WHAT NEEDS TO BE DONE> Rewrite the rows below with every "prompt" changed to "query", keeping everything else the same. Leave the pictures out.

* BEGIN RECORD EXTRACTS *

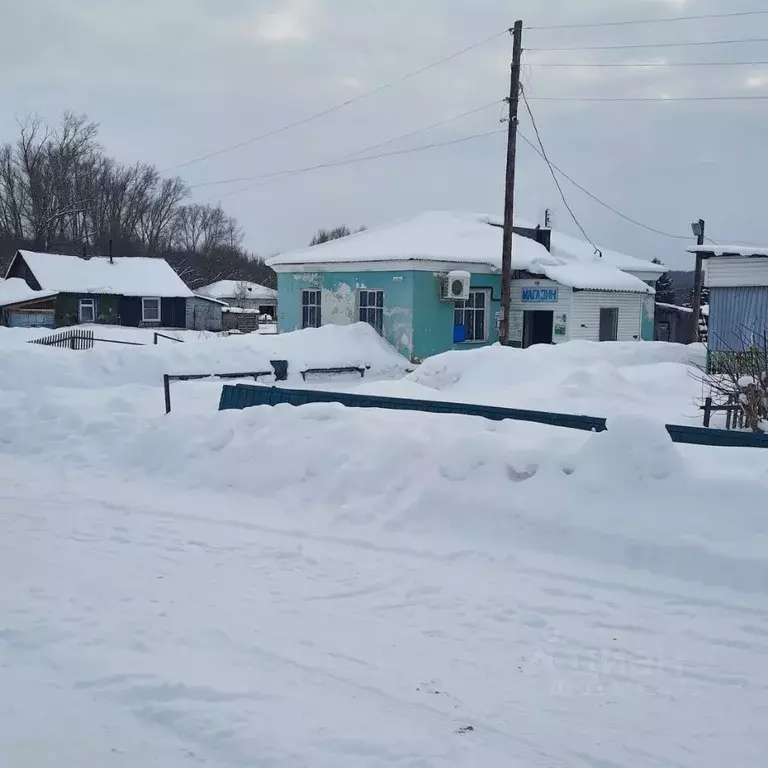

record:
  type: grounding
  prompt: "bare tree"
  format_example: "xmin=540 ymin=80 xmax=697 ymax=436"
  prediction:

* END RECORD EXTRACTS *

TASK SOLUTION>
record:
  type: grounding
  query: "bare tree"
  format_example: "xmin=540 ymin=80 xmax=697 ymax=436"
  prediction:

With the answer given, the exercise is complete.